Records from a segmentation dataset:
"""
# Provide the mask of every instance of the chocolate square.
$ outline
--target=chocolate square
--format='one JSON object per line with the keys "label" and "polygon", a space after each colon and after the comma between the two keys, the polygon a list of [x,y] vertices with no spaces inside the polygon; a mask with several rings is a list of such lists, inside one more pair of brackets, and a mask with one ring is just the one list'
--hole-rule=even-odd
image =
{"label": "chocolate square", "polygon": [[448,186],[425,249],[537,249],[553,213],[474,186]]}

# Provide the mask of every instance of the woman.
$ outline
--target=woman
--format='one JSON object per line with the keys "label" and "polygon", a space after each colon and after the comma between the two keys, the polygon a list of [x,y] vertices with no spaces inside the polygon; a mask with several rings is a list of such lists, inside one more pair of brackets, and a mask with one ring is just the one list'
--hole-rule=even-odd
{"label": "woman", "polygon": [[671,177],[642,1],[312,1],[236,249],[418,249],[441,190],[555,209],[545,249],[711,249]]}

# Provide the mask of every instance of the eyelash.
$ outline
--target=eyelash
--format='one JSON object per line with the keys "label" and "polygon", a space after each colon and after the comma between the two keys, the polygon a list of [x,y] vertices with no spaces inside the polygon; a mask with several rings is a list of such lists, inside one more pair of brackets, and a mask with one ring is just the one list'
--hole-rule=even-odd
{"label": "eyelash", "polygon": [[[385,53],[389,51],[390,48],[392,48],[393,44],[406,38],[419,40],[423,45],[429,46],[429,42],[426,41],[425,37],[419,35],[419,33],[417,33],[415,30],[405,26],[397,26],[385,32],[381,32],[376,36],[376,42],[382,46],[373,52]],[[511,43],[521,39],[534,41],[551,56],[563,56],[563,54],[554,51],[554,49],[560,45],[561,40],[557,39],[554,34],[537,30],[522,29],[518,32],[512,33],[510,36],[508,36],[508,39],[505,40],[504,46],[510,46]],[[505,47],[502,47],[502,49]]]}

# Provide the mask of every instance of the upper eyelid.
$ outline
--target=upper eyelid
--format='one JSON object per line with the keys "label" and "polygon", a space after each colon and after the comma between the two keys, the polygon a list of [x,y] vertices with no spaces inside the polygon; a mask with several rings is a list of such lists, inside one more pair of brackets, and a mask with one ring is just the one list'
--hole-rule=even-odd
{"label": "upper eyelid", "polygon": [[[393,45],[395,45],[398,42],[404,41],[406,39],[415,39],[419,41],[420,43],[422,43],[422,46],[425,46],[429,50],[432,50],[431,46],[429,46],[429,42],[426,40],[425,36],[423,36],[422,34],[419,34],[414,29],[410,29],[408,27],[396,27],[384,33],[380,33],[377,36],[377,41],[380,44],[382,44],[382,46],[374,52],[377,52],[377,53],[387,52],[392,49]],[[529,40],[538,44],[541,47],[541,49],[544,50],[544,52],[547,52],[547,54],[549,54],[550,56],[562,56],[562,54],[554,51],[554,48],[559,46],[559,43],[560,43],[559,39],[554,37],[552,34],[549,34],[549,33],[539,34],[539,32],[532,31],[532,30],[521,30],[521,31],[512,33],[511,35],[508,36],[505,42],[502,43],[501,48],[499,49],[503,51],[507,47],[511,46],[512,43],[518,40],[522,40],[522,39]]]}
"""
"""
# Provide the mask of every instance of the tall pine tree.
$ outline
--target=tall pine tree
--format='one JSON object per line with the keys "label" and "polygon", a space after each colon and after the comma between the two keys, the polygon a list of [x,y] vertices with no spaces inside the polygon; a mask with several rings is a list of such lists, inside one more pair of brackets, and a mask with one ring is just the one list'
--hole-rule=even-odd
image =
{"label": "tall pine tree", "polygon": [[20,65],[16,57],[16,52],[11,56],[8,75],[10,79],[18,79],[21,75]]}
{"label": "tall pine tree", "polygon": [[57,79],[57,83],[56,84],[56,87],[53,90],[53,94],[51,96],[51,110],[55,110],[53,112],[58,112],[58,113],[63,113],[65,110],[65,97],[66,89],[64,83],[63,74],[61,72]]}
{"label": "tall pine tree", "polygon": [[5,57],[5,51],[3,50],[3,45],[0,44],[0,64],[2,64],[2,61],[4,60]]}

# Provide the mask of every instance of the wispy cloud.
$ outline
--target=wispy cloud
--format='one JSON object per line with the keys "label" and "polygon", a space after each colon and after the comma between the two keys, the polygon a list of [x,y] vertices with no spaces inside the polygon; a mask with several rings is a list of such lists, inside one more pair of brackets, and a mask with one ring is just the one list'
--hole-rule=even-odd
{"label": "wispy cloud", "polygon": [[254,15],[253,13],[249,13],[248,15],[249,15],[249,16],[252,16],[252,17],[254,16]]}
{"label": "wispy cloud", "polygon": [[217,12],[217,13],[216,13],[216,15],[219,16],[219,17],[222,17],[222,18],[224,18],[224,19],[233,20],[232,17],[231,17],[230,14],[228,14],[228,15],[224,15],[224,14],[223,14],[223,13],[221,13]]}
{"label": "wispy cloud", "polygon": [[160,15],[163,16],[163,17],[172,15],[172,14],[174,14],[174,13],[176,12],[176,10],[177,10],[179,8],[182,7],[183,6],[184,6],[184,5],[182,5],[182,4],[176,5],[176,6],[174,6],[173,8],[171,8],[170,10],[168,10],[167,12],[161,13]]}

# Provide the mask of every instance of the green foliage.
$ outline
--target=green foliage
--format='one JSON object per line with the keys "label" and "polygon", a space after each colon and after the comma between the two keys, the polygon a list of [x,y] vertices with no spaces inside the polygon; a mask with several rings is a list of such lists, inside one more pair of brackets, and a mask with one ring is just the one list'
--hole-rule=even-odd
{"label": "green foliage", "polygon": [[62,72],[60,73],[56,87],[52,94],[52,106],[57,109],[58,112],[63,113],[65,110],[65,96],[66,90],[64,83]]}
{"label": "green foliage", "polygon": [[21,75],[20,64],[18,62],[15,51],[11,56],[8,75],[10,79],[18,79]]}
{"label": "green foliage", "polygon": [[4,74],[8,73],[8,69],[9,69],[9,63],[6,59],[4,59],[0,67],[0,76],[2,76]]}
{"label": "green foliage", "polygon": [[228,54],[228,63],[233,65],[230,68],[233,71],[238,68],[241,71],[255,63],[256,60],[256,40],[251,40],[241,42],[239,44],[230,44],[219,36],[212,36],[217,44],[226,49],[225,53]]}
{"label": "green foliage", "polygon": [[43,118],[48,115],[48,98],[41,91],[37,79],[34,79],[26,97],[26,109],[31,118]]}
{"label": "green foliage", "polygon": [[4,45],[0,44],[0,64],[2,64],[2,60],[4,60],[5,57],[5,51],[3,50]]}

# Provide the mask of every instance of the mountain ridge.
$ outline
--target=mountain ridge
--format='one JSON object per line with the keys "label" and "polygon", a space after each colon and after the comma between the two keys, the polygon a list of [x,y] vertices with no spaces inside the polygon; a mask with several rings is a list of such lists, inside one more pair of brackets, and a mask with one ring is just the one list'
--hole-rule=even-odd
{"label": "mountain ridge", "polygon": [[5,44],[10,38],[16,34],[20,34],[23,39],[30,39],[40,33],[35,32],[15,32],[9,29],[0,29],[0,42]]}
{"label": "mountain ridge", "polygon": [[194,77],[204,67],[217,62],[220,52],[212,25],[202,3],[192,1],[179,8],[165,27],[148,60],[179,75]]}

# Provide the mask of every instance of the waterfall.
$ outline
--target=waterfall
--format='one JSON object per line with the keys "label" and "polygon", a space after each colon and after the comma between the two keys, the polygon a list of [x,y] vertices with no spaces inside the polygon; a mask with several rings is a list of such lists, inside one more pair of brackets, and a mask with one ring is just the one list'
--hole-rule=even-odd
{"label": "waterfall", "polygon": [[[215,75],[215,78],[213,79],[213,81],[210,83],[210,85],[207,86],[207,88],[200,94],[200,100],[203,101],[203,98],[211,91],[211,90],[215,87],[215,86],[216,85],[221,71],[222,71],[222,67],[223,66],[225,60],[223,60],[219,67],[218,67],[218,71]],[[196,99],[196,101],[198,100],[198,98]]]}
"""
"""
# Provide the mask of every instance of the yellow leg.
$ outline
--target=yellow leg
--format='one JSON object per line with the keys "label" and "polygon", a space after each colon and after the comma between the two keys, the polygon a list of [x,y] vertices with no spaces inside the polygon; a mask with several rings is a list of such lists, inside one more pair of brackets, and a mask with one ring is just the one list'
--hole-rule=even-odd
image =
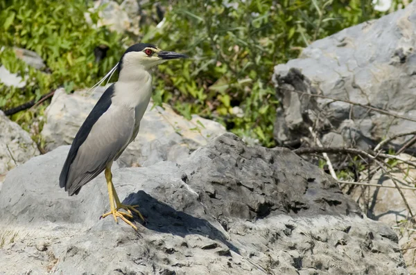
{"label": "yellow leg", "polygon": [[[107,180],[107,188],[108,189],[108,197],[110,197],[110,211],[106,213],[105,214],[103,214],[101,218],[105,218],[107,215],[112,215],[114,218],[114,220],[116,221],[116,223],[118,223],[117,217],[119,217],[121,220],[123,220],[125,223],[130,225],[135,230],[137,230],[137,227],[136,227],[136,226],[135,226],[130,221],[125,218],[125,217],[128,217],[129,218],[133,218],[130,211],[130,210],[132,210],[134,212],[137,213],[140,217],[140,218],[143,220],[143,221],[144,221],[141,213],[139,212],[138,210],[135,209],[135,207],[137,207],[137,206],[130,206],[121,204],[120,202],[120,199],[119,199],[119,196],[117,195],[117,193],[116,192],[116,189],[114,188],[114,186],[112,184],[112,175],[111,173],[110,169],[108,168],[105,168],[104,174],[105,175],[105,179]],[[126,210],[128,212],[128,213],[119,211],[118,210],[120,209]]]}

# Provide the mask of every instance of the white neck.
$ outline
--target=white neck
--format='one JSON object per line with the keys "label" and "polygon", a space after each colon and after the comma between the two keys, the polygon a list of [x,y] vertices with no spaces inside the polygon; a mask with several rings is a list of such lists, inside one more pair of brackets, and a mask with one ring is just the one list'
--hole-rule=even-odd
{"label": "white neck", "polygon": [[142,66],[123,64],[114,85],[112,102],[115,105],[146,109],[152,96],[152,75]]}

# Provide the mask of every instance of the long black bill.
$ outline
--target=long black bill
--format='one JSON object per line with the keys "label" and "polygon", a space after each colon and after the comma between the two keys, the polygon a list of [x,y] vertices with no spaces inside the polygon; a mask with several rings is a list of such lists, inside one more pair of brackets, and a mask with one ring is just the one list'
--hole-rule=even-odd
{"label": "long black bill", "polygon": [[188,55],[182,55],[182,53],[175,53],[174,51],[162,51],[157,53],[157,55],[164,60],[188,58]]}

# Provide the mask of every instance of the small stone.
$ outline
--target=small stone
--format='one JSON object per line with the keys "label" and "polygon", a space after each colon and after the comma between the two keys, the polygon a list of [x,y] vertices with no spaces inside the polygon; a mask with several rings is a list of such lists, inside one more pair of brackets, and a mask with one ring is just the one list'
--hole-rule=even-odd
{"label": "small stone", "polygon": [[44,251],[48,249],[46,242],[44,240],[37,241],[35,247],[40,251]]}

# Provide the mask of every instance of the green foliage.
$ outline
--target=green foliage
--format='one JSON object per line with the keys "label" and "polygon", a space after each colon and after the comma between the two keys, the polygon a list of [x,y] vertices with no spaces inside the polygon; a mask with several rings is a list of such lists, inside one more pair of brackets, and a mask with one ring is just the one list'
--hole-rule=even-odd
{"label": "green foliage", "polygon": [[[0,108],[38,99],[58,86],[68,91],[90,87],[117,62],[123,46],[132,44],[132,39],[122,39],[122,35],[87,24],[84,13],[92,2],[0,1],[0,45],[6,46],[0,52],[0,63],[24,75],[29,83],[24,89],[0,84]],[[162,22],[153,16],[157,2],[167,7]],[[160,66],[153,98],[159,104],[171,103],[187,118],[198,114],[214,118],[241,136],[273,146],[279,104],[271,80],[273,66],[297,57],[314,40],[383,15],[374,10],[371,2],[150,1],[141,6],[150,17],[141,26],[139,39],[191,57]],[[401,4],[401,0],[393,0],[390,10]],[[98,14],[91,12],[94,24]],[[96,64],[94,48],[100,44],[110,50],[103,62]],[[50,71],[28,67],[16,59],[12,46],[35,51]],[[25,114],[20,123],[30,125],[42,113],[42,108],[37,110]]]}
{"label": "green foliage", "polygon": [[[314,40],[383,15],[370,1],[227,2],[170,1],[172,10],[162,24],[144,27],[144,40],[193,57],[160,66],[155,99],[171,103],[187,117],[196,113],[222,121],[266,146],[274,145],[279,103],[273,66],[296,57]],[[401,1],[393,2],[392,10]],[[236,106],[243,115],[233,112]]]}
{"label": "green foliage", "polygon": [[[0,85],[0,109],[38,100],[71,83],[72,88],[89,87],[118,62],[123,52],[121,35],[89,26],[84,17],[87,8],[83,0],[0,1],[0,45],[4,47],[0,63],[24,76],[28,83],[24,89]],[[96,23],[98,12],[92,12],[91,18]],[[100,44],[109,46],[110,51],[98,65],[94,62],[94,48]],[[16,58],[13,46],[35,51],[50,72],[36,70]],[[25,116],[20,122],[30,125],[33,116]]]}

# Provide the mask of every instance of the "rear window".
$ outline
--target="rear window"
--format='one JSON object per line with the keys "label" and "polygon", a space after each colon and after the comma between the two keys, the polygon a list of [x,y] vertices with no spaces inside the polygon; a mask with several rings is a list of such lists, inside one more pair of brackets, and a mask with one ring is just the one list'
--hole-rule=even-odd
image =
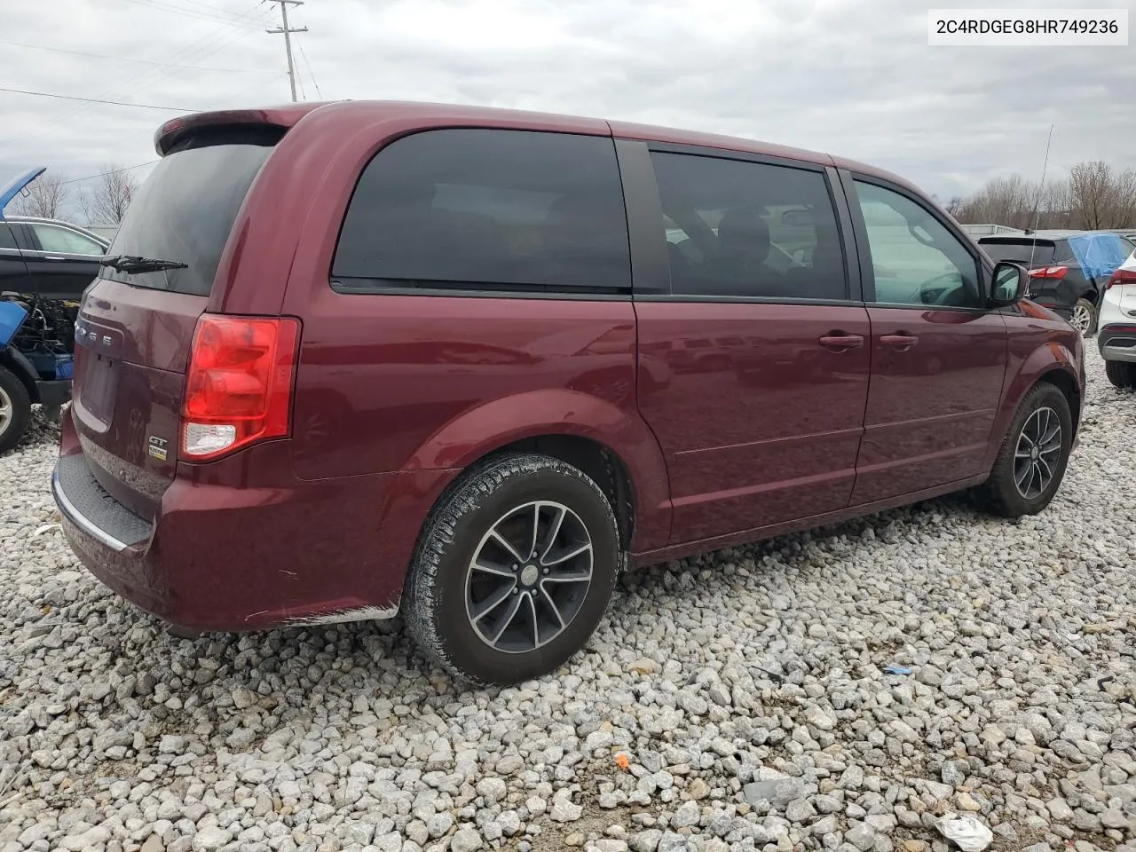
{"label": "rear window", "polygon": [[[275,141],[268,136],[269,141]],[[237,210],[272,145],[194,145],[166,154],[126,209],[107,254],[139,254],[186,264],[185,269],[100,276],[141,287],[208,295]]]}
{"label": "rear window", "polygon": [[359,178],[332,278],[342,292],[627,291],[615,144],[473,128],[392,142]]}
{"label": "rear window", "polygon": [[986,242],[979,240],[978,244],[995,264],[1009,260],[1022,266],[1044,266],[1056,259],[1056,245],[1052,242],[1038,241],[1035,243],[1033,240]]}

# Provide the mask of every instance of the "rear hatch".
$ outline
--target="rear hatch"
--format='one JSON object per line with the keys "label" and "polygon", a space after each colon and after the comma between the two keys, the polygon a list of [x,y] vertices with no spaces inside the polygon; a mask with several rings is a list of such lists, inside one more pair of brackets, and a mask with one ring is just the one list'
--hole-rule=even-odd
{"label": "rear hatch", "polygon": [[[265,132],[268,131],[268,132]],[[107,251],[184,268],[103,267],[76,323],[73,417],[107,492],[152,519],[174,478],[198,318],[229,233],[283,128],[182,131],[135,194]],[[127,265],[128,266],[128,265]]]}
"""
▶ GIVEN TASK
Collect every line of the records that contains the string "eyelash", and copy each one out. Case counts, so treat uppercase and lowercase letters as different.

▶ ANSWER TO THE PROBLEM
# Provide the mask of every instance of the eyelash.
--target=eyelash
{"label": "eyelash", "polygon": [[[385,53],[389,51],[390,48],[392,48],[393,44],[406,38],[419,40],[423,45],[429,46],[429,42],[426,41],[425,37],[419,35],[419,33],[417,33],[415,30],[405,26],[397,26],[385,32],[381,32],[376,36],[376,42],[382,46],[373,52]],[[511,43],[521,39],[534,41],[551,56],[563,56],[563,54],[554,51],[554,49],[560,45],[561,40],[557,39],[554,34],[537,30],[522,29],[518,32],[512,33],[510,36],[508,36],[508,39],[505,40],[504,46],[510,46]],[[505,47],[502,47],[502,49]]]}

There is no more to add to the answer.